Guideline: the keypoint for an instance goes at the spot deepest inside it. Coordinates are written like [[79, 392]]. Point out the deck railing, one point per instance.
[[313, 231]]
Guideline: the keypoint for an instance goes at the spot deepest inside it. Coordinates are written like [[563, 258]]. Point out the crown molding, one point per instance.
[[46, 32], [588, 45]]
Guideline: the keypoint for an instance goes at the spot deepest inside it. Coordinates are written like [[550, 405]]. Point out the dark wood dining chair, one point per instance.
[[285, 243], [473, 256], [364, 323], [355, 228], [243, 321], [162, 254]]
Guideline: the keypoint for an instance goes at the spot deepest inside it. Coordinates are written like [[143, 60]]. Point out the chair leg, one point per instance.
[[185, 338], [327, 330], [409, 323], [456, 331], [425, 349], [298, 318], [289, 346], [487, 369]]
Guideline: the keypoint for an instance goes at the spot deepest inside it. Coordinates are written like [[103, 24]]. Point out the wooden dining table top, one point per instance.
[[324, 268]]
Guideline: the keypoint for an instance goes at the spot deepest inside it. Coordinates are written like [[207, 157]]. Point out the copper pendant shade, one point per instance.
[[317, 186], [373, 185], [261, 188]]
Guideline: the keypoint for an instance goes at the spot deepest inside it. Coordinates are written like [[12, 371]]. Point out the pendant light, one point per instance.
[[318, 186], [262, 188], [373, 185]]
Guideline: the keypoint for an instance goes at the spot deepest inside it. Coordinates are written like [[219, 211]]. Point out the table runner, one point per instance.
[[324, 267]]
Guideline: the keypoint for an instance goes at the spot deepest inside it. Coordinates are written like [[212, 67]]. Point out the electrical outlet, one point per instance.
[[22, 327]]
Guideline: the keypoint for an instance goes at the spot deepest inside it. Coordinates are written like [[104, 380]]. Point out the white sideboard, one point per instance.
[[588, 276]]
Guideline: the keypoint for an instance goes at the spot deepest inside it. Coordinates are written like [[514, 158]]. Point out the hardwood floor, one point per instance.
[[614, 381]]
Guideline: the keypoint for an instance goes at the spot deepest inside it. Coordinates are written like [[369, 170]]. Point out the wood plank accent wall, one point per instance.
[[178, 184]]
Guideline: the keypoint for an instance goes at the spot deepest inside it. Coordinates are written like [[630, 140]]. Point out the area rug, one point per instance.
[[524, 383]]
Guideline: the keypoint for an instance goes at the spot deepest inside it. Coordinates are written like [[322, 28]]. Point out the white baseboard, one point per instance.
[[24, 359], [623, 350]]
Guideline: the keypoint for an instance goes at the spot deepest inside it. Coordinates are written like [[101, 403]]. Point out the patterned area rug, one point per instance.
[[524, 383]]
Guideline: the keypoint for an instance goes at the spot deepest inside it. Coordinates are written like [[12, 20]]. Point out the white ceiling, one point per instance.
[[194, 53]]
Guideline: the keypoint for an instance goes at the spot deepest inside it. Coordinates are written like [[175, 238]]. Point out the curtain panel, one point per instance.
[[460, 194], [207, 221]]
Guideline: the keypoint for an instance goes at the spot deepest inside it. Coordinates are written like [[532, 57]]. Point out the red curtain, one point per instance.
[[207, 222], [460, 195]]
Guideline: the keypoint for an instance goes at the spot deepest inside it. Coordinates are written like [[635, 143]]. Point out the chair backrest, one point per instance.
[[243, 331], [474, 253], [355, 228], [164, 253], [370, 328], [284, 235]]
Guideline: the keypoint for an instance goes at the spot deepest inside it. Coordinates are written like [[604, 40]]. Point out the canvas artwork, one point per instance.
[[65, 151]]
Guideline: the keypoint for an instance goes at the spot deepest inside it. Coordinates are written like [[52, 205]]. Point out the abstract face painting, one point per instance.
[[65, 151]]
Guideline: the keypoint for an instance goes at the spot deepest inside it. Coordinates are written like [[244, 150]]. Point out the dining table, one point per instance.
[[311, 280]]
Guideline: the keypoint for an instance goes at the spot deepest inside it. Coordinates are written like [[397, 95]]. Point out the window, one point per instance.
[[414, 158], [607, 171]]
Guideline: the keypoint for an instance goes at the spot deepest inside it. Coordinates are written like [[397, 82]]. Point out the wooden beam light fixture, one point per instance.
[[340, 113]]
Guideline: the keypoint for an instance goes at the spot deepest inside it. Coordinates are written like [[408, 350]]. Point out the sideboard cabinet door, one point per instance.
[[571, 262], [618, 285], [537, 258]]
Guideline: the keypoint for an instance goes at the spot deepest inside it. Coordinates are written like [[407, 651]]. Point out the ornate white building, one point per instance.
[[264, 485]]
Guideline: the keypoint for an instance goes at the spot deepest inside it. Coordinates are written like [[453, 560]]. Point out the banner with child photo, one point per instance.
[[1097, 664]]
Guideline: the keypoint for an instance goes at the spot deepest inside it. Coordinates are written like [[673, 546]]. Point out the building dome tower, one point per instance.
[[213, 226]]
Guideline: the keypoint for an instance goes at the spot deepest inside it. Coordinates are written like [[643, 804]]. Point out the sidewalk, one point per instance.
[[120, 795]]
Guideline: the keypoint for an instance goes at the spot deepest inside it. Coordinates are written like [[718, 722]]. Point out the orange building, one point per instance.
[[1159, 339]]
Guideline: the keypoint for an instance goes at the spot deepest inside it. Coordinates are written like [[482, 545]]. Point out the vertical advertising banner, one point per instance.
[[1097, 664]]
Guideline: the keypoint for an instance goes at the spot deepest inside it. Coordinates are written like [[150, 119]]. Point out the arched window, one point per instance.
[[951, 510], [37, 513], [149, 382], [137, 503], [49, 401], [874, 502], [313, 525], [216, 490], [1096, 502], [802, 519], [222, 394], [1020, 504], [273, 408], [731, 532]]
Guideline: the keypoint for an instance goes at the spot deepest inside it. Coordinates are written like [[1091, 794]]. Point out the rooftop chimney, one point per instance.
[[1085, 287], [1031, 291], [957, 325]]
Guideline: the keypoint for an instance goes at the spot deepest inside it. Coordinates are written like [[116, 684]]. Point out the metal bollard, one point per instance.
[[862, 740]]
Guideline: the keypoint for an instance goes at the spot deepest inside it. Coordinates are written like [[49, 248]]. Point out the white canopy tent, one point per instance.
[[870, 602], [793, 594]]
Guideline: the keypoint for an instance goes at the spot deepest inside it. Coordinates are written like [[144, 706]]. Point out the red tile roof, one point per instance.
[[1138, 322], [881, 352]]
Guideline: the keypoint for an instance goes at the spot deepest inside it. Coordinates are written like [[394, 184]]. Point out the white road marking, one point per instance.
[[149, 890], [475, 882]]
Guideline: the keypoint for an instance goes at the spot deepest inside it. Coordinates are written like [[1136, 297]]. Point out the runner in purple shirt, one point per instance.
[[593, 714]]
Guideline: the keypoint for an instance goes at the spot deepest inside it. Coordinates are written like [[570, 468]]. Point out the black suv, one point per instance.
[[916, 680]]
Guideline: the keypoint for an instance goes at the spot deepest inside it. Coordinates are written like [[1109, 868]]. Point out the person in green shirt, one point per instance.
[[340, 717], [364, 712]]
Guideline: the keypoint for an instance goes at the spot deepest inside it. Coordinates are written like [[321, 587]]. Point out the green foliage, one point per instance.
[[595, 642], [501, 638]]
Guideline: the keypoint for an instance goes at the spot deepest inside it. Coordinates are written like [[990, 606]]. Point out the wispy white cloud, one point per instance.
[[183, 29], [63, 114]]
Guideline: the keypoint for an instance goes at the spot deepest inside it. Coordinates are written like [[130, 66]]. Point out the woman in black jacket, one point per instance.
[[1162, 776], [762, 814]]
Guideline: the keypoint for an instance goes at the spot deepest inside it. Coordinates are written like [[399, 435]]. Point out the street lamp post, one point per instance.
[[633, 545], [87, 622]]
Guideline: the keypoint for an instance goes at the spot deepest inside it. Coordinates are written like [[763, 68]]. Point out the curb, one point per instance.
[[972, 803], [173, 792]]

Exercise requirements
All entries should be transcribed verbatim.

Output
Guideline: the keypoint for an instance goes at the spot deepest inside it. Coordinates are written like [[79, 392]]. Point out the deck railing, one point per instance.
[[313, 231]]
Guideline: the keypoint for an instance goes at the spot deepest inside it. Coordinates are written like [[563, 258]]. Point out the crown molding, one point per instance.
[[46, 32], [588, 45]]
Guideline: the keypoint for an instance goes at the spot deepest inside it. Coordinates are written like [[550, 405]]. Point out the dark wood dining chair, one point per instance.
[[285, 243], [473, 256], [364, 323], [355, 228], [243, 321], [162, 254]]
Guideline: the keypoint for an instance goes at the spot deepest inside it. Coordinates are written like [[143, 60]]. Point out the chair leg, one point per instance.
[[185, 338], [327, 330], [409, 323], [456, 331], [425, 349], [298, 318], [289, 346], [487, 369]]
Guideline: the keypoint for an instance goes at the spot deepest inside it. Coordinates are written like [[103, 24]]. Point out the wooden dining table top, one point per instance.
[[324, 268]]
Guideline: the keypoint for an instance goes at the spot deepest inside it. Coordinates are written like [[207, 157]]. Point out the copper pendant shade, one point per instance.
[[317, 186], [373, 185], [261, 188]]
Guideline: the keypoint for an instance goes at the spot deepest inside it. Coordinates are written like [[12, 371]]. Point out the pendant light, one point per instance.
[[318, 186], [262, 188], [373, 185]]
Guideline: the keypoint for an instance goes at the spot deepest inside it. Coordinates are written like [[219, 211]]. Point out the table runner, one point per instance.
[[324, 267]]
Guideline: the keypoint for an instance goes at the spot deepest inside it. Coordinates are written like [[212, 67]]. Point out the electrical outlet, one point per instance.
[[22, 327]]
Guideline: the keypoint for an instance goes at the spot deepest inside it. Coordinates are written like [[104, 380]]. Point out the white sideboard, one point per instance.
[[588, 276]]
Guideline: the keypoint for an instance goes at the spot deepest inside it. Coordinates are written like [[514, 158]]. Point out the hardwood floor, one point per instance.
[[614, 381]]
Guideline: the keypoint for an instance goes at the spot deepest inside it. Coordinates are written like [[369, 170]]. Point out the wood plank accent wall, one point per instance.
[[178, 184]]
Guideline: the keypoint for an instance goes at the spot deepest inside it. Coordinates are written like [[630, 140]]. Point out the area rug, one point per instance.
[[524, 383]]
Guideline: the keypoint for an instance goes at the spot deepest inside it. Coordinates are written like [[322, 28]]. Point out the white baseboard, one point per instance.
[[24, 359], [623, 350]]
Guideline: the keypoint for an instance goes at the spot deepest inside it. Coordinates are written like [[101, 403]]. Point out the patterned area rug, one point per instance.
[[524, 383]]
Guideline: the keypoint for an instance goes at the spot deepest inside it. Coordinates are written like [[12, 20]]. Point out the white ceiling, one point per instance.
[[194, 53]]
Guideline: the keypoint for an instance goes at the spot deepest inside it. Coordinates are written like [[175, 238]]. Point out the curtain panel, one point per instance.
[[460, 194], [207, 221]]
Guideline: the keypoint for an instance goes at the spot deepest inside it. Coordinates are written like [[532, 57]]. Point out the red curtain, one point per instance.
[[207, 222], [460, 195]]
Guideline: the keypoint for an instance goes at the spot deepest inside it. Coordinates are written like [[635, 143]]. Point out the chair backrest, one point per instance.
[[243, 331], [474, 253], [355, 228], [164, 253], [370, 328], [284, 235]]
Guideline: the keypoint for an instance goes at the spot deepest inside it. Coordinates are written like [[604, 40]]. Point out the canvas artwork, one point per instance.
[[65, 151]]
Guideline: the keypoint for an instance goes at the spot deepest inside it. Coordinates are written like [[52, 205]]. Point out the abstract face painting, one point per instance.
[[65, 151]]
Guideline: the keypoint for an instance goes at the spot deepest inside it. Coordinates are written like [[244, 150]]. Point out the dining table, one point per instance.
[[311, 280]]
Guideline: the keypoint for an instance goes at the spot deepest inside it. Coordinates are written like [[397, 95]]. Point out the window, one point per instance.
[[414, 158], [607, 171]]
Guideline: the keypoint for an instance goes at the spot deepest inside it. Coordinates are written like [[397, 82]]. Point out the wooden beam light fixture, one point per instance.
[[340, 113]]
Guideline: the keypoint for an instance goes at the spot deepest inside it. Coordinates are written like [[408, 350]]. Point out the sideboard cabinet door, one point per instance.
[[571, 262], [618, 285], [537, 258]]
Guideline: the keypoint for an instance goes at the spot deepest inside it. Coordinates are written like [[407, 651]]. Point out the ornate white building, one point per instance.
[[264, 485]]
Guideline: the keypoint for an instance goes at the spot deepest inside it. Coordinates are written like [[453, 560]]. Point out the banner with child photo, one point per instance.
[[1097, 664]]
Guideline: the keypoint for an instance goes at the spot deepest inside it. Coordinates are written like [[673, 546]]. Point out the building dome tower, one point per instance.
[[213, 226]]
Guideline: the keypoint for an instance goes at the spot deepest inside it. Coordinates are written like [[643, 804]]. Point out the sidewalk, one point per instance.
[[120, 795]]
Guideline: the keypoint for an instance goes at the spot deepest inside it. Coordinates are written like [[718, 722]]. Point out the orange building, one point per instance.
[[1159, 339]]
Guideline: the keypoint for an instance goes at the spot deepest inside it. Coordinates are written like [[482, 545]]. Point out the vertical advertising banner, one point per instance.
[[1097, 664]]
Guideline: the keypoint for an instance goes at the spot deepest inside it. Coordinates are written like [[150, 119]]. Point out the arched window, one point per instance.
[[951, 510], [37, 513], [149, 382], [137, 503], [49, 401], [874, 502], [313, 525], [216, 490], [1096, 502], [802, 519], [222, 394], [1020, 504], [273, 408], [731, 532]]
Guideline: the keypoint for an instance goes at the spot deepest inside it. Coordinates are written like [[1091, 794]]. Point out the rooftop chimney, one point per instance.
[[1085, 287], [1031, 291], [957, 325]]
Guideline: the keypoint for an instance goes at the spot deepest inside it. Coordinates are written like [[116, 684]]. Point out the metal bollard, one point per instance.
[[862, 740]]
Guideline: the keypoint for an instance goes at the spot deepest inside it. Coordinates are written like [[49, 248]]. Point out the white canopy tent, one point per instance.
[[870, 602], [793, 594]]
Guideline: the keypoint for an instance goes at the spot deepest inside it. Coordinates are written like [[144, 706]]. Point out the red tile roof, one point per instance.
[[1138, 322], [881, 352]]
Guideline: the keypoint for an instance goes at the spot deepest inside it. Coordinates are written like [[394, 184]]. Point out the white road marking, one point per instance.
[[149, 890], [475, 882]]
Guideline: the keypoint for an instance goes at the spot deepest inside it. Coordinates are written like [[1136, 297]]. Point out the runner in purple shirt, one point per instance.
[[593, 714]]
Guideline: the keypoint for an instance goes at the spot deepest inside it. Coordinates are written like [[570, 468]]. Point out the black suv, one point per instance.
[[916, 680]]
Guideline: the keypoint for an instance goes at the spot deepest inside it. Coordinates are written like [[1109, 868]]. Point out the person in green shirt, one point per instance.
[[340, 717], [364, 712]]
Guideline: the keypoint for an instance goes at the spot deepest inside it. Coordinates are written like [[321, 587]]. Point out the green foliage, one point per instance.
[[595, 642], [501, 638]]
Guideline: the keypoint for an instance goes at the spot deepest inside it. Coordinates are written like [[990, 606]]. Point out the wispy white cloud, one point per instance.
[[183, 29], [63, 114]]
Guideline: the keypoint for an instance goes at the spot deepest inside it. Coordinates are written like [[130, 66]]. Point out the woman in black jacket, one point per instance.
[[1162, 776], [762, 814]]
Guideline: the keypoint for an instance goes at the spot deepest inside it. Coordinates are written like [[399, 435]]. Point out the street lamp post, one point per instance.
[[633, 545], [87, 622]]
Guideline: the keypoint for an instance goes at the spot deepest inside it. Coordinates are written like [[763, 68]]. Point out the curb, one point per instance.
[[972, 803], [173, 792]]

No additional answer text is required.